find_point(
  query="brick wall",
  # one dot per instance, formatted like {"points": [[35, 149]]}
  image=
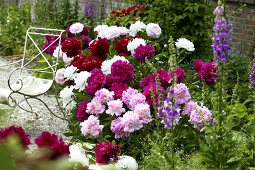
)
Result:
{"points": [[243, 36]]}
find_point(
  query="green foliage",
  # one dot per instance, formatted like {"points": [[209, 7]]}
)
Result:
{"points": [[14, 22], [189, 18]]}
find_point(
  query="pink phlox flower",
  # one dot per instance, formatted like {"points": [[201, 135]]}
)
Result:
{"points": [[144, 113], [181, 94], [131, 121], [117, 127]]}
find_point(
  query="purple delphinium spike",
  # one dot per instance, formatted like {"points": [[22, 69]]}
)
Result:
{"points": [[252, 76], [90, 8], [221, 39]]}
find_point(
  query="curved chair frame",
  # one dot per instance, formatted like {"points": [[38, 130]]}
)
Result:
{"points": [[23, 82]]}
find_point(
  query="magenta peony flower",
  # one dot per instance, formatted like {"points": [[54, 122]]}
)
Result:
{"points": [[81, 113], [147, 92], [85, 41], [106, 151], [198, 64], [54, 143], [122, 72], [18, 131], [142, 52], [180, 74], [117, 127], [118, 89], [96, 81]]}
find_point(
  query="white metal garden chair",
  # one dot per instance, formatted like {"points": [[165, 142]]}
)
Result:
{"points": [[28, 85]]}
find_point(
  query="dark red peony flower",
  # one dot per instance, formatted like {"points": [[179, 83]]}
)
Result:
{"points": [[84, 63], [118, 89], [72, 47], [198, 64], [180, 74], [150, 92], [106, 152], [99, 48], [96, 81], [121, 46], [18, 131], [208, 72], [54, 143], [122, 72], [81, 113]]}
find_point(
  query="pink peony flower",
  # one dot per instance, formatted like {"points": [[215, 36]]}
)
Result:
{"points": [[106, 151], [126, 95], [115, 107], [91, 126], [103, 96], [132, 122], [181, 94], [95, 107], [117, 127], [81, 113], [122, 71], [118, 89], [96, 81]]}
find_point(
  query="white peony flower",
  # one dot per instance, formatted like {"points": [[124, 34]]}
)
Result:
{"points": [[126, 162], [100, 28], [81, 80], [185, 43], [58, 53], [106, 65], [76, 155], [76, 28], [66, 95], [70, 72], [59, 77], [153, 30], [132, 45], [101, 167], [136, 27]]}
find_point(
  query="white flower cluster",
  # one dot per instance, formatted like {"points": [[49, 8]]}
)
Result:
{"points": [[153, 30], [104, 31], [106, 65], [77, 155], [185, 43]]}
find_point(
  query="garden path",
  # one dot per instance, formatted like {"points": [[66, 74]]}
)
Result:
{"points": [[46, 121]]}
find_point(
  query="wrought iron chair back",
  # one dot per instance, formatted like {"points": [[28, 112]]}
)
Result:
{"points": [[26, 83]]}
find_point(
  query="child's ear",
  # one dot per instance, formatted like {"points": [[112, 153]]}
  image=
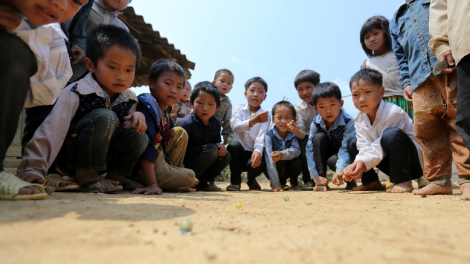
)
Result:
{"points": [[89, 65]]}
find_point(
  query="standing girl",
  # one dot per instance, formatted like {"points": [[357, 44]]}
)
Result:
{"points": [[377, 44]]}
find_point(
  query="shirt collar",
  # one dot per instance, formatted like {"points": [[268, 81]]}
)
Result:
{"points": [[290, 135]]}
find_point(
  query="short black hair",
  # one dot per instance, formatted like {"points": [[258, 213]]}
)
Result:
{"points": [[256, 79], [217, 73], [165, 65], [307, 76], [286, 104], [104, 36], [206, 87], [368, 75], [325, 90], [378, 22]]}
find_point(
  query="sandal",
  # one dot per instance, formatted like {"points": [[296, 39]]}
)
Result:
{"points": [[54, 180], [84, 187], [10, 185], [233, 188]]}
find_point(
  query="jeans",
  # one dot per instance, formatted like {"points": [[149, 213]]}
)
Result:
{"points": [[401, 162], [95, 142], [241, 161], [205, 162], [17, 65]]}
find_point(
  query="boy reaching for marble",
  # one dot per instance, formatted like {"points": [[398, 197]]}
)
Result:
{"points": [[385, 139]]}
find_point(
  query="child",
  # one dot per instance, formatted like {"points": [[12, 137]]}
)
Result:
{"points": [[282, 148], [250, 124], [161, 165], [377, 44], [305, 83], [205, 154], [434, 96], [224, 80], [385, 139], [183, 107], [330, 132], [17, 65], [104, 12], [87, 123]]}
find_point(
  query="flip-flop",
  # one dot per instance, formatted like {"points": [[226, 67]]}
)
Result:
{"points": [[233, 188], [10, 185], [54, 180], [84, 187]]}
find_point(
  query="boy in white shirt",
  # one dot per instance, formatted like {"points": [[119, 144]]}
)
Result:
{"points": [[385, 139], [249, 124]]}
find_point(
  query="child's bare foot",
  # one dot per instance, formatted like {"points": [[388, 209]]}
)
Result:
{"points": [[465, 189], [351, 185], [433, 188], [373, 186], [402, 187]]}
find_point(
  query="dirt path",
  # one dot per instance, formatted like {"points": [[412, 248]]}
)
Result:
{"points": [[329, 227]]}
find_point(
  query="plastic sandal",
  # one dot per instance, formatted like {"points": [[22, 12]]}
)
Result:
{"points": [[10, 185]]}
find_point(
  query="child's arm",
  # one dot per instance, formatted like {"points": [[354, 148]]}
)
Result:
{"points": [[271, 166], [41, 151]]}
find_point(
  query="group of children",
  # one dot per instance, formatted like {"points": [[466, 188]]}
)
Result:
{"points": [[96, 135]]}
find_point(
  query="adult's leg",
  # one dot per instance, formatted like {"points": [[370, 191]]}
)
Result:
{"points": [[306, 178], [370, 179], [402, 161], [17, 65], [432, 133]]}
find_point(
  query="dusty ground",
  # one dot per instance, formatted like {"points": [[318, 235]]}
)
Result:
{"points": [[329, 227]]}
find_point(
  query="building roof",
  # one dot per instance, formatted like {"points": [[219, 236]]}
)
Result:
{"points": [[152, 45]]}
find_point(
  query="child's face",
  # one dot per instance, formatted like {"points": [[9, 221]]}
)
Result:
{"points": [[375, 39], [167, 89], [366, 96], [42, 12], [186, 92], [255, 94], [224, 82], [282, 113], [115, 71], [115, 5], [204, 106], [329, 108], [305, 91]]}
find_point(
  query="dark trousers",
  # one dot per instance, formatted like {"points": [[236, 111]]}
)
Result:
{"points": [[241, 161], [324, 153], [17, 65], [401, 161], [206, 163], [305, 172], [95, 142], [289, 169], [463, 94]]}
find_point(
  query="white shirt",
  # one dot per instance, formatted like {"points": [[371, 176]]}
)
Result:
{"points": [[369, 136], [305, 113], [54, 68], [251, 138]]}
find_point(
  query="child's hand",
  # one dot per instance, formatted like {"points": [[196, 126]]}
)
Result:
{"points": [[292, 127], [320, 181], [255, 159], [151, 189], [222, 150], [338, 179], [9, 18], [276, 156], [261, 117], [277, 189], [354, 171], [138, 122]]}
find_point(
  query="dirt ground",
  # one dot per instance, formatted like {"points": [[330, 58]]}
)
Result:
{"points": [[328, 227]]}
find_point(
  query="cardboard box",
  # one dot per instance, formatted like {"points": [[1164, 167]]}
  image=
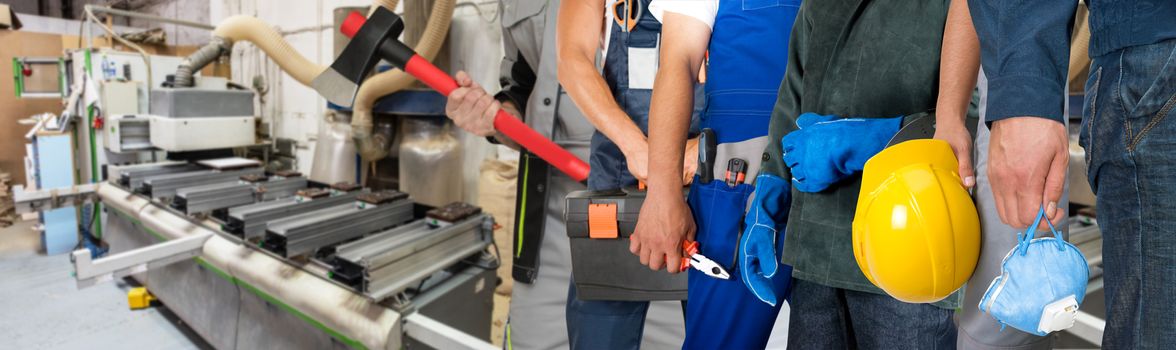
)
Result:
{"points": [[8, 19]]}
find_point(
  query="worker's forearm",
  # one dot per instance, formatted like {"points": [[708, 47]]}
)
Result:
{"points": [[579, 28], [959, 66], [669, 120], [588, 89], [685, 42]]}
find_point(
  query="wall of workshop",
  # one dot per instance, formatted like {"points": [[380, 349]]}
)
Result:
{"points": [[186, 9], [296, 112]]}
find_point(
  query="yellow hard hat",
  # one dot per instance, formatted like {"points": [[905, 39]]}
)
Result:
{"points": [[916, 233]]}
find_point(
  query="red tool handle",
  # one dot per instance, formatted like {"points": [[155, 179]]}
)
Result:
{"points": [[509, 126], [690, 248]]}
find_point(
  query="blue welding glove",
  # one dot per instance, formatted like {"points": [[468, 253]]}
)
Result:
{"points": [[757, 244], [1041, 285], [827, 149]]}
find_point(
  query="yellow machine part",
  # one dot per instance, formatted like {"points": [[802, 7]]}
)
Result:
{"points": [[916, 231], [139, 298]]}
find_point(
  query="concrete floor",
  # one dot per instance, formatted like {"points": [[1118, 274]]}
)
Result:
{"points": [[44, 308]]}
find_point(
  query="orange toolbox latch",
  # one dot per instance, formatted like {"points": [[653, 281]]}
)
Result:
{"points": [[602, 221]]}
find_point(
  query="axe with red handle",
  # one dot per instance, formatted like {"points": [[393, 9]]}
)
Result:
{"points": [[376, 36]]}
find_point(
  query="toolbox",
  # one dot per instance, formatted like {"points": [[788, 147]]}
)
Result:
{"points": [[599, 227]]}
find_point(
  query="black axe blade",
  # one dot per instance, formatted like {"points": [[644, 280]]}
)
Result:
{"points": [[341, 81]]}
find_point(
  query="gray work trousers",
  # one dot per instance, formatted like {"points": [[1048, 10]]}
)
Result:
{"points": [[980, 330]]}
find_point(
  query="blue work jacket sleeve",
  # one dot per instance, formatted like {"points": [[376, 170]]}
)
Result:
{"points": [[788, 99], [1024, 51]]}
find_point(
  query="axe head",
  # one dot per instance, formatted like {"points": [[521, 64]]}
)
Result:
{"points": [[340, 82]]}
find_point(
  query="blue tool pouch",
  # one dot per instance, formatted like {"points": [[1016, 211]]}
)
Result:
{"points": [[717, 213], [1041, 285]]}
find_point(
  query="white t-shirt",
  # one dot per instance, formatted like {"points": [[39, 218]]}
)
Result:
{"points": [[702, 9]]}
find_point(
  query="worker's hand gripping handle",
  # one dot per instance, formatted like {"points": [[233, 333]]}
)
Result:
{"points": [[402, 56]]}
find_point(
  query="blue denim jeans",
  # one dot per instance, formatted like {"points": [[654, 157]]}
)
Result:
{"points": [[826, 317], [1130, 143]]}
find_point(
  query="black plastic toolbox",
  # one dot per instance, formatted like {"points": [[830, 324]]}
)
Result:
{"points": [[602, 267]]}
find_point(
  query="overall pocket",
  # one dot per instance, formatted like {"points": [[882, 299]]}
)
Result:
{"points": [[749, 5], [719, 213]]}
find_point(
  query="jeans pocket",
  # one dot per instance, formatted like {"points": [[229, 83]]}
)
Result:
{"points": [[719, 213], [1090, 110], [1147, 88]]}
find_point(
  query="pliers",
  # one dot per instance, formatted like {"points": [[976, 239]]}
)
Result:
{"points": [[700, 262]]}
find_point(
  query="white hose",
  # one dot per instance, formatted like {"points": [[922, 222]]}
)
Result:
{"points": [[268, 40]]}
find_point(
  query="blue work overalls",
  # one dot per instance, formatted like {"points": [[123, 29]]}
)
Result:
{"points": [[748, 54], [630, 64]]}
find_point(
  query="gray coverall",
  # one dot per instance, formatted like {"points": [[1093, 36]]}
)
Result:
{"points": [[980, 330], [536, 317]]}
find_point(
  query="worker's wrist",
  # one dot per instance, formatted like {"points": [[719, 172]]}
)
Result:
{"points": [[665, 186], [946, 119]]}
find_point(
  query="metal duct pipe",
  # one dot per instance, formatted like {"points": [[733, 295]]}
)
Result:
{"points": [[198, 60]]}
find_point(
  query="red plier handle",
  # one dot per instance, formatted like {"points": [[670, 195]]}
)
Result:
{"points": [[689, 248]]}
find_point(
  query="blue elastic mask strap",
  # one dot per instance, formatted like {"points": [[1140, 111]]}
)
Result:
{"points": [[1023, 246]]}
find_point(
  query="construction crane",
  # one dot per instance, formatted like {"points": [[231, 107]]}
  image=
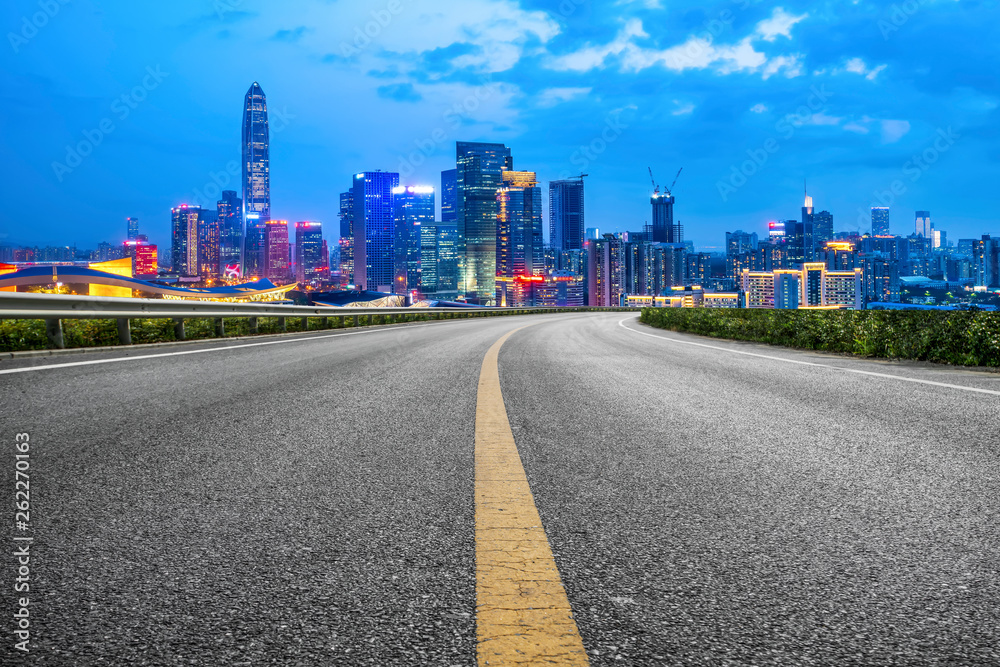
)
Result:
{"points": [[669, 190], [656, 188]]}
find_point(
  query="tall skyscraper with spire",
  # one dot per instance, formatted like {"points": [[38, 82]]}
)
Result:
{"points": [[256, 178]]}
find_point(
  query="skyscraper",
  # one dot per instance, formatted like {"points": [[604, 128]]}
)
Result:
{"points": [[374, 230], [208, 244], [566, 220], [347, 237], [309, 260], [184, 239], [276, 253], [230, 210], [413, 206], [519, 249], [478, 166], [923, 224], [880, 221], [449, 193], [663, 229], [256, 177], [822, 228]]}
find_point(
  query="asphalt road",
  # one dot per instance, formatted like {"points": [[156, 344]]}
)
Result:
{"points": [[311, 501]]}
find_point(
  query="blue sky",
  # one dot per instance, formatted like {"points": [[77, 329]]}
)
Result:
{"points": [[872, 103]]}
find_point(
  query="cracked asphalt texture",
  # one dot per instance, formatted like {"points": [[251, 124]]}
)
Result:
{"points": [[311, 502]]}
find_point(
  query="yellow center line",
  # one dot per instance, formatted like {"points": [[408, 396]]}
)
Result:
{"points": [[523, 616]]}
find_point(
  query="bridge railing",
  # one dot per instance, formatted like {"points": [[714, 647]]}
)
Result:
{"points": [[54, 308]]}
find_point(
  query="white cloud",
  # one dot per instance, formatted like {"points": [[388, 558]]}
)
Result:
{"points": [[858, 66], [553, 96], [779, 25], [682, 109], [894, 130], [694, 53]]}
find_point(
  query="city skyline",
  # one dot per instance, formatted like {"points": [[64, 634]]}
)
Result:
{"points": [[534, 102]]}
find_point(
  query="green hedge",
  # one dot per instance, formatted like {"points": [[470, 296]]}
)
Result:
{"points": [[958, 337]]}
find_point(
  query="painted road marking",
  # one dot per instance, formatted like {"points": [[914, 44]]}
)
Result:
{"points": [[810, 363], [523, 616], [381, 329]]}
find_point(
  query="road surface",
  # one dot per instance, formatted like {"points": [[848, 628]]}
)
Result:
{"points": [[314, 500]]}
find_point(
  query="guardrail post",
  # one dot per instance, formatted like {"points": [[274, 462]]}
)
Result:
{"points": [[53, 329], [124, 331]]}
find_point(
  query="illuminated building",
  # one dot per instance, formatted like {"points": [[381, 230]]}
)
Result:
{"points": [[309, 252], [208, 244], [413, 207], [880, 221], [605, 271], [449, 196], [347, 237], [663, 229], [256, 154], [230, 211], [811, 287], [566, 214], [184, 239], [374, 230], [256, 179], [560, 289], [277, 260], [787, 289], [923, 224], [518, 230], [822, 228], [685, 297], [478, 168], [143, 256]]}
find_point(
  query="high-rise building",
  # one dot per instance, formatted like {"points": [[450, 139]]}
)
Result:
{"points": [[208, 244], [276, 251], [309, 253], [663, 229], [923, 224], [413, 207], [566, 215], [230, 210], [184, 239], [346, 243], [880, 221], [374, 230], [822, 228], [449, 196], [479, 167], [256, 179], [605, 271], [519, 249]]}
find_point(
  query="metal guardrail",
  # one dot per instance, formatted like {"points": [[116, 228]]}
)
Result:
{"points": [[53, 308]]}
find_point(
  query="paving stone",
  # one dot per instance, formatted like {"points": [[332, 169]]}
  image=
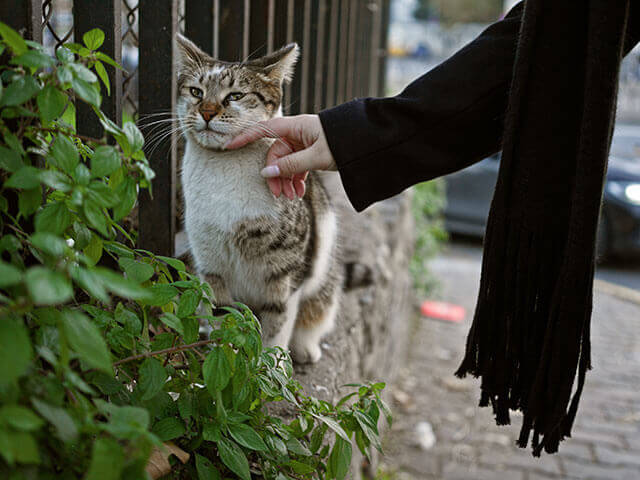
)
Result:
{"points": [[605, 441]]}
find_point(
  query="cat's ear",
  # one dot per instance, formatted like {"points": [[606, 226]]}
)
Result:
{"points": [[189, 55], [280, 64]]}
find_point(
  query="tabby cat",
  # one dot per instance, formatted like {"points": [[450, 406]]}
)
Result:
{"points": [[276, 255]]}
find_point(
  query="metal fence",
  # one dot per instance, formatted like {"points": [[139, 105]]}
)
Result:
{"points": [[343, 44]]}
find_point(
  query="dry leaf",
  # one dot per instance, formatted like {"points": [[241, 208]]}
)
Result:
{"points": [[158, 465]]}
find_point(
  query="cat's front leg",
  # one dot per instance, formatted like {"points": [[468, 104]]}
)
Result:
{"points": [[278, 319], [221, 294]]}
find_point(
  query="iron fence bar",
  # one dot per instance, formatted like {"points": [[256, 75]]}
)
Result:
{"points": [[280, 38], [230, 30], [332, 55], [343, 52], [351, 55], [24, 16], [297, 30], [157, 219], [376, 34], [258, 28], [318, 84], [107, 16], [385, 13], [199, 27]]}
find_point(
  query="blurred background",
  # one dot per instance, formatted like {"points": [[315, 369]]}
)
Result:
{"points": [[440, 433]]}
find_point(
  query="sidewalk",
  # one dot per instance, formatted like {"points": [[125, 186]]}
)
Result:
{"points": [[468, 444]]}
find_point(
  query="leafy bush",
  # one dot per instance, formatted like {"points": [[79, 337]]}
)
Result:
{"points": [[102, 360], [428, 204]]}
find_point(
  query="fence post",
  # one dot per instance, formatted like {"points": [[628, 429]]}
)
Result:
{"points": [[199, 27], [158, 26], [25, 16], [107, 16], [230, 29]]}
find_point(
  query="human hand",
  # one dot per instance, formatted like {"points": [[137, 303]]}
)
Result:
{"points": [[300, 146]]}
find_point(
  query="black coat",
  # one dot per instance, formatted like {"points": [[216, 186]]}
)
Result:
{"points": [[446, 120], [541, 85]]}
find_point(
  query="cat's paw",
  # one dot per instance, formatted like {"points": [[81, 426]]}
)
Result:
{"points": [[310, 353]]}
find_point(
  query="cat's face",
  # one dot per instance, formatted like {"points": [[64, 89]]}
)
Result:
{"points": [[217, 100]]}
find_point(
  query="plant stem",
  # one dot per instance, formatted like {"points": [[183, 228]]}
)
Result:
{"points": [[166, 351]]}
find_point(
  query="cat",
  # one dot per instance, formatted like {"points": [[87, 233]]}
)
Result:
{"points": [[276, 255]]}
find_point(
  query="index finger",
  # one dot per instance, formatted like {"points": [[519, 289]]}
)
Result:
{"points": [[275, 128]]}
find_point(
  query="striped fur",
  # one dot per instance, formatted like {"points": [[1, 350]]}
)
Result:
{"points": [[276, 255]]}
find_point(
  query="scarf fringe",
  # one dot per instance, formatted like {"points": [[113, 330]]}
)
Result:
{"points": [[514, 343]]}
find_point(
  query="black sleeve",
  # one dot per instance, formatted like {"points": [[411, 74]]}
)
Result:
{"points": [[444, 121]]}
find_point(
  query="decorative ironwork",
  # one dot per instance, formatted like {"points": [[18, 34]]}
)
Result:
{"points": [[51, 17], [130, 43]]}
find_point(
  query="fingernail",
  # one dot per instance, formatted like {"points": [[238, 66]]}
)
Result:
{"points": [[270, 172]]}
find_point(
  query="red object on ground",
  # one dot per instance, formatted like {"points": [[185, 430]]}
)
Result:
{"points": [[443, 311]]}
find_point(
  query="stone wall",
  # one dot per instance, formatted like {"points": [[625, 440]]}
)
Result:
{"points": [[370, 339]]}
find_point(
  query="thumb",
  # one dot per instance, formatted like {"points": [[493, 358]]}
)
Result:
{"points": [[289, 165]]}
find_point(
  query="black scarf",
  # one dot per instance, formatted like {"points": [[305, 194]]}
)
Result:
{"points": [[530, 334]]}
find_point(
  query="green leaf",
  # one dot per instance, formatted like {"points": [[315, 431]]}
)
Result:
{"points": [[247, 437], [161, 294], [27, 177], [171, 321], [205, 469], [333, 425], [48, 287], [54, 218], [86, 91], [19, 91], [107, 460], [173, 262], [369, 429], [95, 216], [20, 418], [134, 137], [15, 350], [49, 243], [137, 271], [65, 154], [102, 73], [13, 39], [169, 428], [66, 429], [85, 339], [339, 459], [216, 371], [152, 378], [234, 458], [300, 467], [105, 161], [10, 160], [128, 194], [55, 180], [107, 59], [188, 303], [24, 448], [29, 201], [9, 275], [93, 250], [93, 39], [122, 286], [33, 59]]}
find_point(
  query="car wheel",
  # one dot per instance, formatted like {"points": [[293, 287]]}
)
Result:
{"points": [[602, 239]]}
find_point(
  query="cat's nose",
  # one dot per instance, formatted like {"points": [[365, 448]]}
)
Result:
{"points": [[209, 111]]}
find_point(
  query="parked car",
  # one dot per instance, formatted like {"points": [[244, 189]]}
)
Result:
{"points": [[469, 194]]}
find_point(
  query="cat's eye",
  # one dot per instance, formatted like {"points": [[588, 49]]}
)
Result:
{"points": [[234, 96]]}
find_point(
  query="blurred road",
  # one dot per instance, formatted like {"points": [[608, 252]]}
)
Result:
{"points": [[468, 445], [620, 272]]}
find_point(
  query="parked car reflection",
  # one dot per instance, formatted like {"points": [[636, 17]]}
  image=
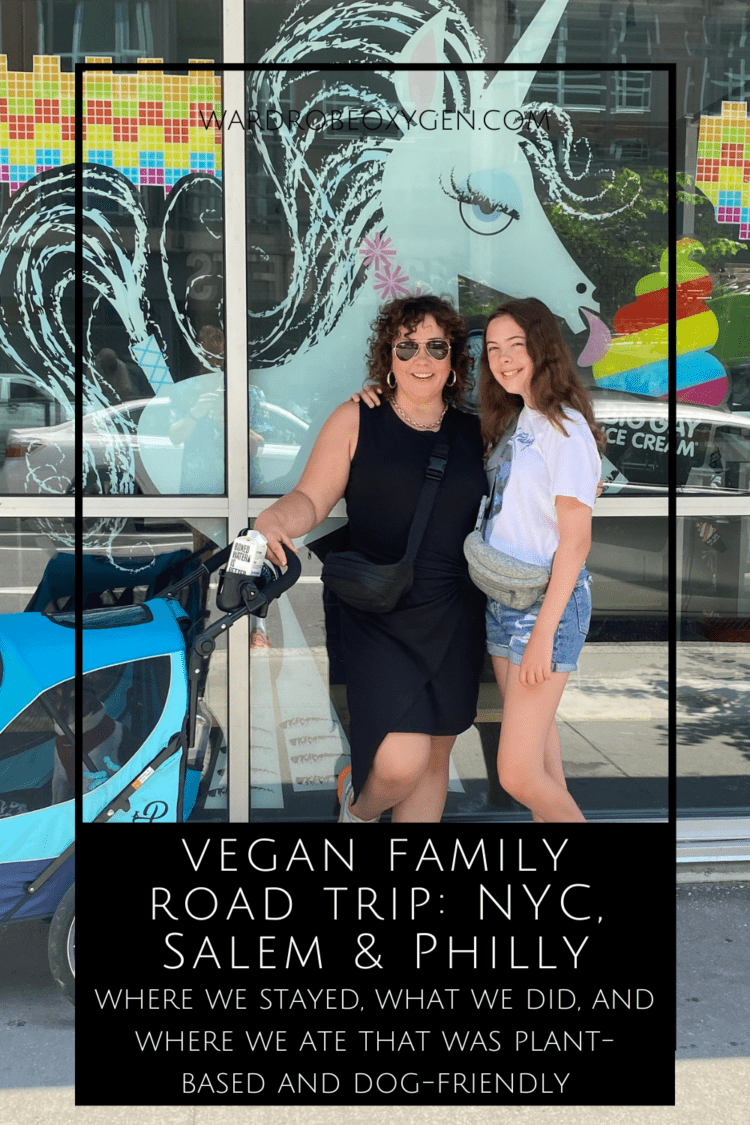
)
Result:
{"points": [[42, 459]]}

> [Task details]: Count the lines above that contain the string "wall", matching case exactly, and reply with only that number.

> [Answer to the task]: 3